━━━━━ Data for this exercise ━━━━━

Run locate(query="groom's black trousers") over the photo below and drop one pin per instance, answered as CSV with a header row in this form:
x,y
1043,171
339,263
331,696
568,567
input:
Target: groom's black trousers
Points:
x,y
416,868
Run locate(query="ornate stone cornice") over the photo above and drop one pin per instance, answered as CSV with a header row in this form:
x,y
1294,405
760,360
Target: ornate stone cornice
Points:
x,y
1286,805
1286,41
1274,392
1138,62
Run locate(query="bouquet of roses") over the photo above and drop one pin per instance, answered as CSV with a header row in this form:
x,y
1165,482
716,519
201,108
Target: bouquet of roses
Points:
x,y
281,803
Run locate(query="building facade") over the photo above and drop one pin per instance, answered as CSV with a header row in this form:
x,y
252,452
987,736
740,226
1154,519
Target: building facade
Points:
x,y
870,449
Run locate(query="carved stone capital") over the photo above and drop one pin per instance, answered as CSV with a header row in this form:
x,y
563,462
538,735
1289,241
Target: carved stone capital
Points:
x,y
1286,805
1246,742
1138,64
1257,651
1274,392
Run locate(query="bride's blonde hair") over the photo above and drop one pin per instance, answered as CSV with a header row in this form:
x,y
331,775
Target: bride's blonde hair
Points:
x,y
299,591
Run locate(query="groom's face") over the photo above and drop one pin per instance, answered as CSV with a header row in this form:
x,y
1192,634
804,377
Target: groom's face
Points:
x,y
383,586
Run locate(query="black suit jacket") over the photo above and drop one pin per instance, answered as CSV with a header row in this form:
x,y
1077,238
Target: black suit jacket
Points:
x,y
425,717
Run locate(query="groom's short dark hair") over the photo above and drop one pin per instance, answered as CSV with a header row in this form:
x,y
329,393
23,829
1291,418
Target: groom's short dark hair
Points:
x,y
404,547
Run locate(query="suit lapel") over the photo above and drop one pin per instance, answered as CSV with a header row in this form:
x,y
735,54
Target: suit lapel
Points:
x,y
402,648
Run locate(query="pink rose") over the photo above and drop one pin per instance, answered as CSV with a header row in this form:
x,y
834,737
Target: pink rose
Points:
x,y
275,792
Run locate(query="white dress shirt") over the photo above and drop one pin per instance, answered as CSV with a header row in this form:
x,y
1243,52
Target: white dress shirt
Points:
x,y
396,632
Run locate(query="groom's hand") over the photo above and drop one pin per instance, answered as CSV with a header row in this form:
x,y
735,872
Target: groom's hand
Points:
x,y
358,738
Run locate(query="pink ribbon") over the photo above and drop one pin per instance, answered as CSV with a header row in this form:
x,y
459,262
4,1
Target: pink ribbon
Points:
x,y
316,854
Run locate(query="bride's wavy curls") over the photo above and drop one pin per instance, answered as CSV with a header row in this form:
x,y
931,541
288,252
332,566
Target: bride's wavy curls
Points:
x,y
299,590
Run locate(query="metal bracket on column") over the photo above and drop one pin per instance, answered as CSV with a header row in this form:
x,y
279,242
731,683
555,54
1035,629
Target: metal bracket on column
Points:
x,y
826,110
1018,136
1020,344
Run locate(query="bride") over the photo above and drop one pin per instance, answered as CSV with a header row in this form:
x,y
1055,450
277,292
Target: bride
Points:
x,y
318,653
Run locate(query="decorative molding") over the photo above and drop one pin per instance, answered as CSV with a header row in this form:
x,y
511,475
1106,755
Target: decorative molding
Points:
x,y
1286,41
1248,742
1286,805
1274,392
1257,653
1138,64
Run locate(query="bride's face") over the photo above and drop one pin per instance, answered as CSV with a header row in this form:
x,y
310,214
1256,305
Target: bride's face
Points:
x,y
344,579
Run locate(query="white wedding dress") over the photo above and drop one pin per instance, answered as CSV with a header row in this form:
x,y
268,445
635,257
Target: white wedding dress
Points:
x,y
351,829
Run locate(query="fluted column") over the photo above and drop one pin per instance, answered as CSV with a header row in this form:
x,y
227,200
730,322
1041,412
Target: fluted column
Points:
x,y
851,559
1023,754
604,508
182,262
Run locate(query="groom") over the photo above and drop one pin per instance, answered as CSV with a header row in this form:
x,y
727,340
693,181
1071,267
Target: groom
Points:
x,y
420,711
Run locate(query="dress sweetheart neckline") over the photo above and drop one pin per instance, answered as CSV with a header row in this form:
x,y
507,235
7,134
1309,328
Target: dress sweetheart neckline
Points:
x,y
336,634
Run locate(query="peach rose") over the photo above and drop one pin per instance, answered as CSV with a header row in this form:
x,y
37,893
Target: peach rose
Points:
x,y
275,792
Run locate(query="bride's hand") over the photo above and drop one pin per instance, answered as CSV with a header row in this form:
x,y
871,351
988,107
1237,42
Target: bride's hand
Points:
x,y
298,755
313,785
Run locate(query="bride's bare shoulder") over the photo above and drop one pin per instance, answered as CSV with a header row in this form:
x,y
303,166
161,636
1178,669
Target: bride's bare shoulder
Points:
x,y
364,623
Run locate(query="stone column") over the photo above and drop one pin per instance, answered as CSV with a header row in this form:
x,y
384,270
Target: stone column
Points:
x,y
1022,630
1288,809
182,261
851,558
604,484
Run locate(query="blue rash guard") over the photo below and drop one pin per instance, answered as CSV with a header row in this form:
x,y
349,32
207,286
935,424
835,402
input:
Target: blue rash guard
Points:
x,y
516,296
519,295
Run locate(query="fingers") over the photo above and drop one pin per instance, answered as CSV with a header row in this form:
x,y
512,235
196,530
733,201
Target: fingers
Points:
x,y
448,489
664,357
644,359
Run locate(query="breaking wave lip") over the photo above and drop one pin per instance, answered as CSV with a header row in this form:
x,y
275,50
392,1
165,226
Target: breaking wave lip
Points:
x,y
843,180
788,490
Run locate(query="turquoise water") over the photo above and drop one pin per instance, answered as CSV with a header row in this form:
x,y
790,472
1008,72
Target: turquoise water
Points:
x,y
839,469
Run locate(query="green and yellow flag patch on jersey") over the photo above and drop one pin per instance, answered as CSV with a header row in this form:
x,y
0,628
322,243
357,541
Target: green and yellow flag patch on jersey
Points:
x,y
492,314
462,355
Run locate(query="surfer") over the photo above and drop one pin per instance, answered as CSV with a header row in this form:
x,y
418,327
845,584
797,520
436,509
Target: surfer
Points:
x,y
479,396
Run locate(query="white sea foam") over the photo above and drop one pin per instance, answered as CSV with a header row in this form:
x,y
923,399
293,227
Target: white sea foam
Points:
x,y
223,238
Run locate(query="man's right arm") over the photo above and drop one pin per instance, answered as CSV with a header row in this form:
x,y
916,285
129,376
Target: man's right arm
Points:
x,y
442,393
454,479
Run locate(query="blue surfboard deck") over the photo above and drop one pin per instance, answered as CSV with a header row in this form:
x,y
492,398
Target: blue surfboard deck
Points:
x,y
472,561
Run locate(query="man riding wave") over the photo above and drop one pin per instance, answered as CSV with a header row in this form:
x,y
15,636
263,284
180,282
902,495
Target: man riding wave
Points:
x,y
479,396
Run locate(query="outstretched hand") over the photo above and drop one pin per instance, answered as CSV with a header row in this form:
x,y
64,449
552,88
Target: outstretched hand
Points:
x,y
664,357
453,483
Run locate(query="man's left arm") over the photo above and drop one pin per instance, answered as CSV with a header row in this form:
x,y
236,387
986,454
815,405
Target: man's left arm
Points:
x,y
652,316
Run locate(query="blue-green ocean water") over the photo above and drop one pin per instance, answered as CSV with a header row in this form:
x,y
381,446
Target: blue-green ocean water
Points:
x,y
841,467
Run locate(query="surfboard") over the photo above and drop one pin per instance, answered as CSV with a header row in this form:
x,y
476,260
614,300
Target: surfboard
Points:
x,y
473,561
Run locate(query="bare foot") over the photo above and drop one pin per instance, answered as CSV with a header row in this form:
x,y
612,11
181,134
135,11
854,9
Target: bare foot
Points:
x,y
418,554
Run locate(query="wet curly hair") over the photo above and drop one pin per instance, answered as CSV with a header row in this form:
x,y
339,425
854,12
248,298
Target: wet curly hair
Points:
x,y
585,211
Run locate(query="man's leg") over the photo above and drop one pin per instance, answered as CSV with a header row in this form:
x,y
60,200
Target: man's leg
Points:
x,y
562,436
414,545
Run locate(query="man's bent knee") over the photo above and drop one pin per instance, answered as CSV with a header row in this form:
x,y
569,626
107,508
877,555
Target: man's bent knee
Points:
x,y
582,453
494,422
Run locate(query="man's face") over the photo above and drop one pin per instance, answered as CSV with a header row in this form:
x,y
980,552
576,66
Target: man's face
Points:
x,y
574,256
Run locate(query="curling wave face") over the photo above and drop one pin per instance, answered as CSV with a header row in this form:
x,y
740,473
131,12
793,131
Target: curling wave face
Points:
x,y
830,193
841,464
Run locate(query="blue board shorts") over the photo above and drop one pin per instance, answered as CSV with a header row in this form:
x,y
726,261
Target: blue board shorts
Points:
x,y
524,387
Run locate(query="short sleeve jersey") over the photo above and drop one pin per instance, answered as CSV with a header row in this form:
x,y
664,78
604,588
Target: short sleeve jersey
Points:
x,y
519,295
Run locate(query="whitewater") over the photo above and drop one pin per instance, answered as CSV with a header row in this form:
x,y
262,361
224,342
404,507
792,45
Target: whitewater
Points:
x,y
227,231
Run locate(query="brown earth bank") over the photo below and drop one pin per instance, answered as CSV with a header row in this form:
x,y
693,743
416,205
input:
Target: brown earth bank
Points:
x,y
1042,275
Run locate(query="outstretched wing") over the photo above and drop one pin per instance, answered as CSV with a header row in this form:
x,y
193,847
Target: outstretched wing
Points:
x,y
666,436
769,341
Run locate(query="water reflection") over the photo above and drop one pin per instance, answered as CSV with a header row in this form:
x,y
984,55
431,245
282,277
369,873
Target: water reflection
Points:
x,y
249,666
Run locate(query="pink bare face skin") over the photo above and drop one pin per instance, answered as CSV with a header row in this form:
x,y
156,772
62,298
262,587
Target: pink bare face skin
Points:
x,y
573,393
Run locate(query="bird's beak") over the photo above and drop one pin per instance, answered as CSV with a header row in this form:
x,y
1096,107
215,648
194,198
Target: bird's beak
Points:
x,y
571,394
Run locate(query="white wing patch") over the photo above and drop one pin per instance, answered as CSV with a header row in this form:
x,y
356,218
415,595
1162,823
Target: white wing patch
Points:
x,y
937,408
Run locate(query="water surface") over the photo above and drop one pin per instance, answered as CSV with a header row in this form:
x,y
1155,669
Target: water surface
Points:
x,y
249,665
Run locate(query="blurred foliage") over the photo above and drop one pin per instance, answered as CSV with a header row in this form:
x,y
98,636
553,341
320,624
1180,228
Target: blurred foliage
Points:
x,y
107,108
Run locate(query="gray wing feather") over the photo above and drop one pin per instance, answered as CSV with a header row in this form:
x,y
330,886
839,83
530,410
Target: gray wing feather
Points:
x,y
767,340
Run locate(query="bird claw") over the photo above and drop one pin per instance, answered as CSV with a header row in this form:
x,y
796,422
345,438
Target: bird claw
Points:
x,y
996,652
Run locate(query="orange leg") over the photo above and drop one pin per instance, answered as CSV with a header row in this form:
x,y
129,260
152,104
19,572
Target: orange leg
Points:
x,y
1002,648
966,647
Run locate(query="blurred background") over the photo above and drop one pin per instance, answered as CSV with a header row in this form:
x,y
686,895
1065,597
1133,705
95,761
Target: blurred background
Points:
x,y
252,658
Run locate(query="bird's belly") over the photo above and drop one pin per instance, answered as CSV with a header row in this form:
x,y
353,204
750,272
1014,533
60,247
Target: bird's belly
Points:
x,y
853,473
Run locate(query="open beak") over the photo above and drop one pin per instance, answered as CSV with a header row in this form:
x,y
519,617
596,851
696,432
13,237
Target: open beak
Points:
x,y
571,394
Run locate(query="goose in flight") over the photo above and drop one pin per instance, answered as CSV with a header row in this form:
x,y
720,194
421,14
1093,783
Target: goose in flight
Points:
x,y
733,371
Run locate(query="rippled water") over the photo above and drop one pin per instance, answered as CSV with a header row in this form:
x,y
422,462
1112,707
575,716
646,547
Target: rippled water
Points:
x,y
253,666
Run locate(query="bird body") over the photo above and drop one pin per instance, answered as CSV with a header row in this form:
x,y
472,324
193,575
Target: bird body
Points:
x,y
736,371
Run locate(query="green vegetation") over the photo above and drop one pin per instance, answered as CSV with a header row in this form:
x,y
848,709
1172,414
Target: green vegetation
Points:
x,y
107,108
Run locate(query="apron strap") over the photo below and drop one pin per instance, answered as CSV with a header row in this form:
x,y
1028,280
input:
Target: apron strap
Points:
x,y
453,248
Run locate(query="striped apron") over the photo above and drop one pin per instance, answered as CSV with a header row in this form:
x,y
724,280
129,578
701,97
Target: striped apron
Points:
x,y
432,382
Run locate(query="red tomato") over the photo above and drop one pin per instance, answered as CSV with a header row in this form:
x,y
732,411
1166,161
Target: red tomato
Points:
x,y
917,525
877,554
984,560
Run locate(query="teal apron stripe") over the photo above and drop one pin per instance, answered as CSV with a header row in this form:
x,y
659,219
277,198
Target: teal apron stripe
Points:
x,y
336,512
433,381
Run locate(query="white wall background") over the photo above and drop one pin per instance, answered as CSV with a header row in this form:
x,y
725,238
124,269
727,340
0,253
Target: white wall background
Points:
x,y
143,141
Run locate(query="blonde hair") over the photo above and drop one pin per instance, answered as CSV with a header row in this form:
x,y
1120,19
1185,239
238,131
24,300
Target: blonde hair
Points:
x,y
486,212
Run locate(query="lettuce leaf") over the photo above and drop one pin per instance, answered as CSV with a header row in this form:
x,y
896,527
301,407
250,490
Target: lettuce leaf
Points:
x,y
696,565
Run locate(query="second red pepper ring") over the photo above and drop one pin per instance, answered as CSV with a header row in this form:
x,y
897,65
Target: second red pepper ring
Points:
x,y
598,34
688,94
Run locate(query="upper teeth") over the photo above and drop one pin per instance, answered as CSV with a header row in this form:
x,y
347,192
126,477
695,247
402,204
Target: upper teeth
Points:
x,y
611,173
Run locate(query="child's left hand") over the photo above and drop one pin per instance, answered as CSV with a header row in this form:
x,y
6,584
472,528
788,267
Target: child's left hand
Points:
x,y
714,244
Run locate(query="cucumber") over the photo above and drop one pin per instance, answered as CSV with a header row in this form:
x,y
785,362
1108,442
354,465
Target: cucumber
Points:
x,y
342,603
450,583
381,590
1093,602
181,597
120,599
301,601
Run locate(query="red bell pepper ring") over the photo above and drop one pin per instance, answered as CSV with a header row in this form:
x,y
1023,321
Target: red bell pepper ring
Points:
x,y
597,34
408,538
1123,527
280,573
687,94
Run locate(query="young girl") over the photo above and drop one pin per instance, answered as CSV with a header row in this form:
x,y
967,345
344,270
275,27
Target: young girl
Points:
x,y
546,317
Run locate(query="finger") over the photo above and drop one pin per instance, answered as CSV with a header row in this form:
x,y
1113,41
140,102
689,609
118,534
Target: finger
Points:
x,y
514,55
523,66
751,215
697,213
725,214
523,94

━━━━━

• **To be done**:
Count the lines of the data above that contain the word "background" and reply with that number alone.

• **Written response**:
4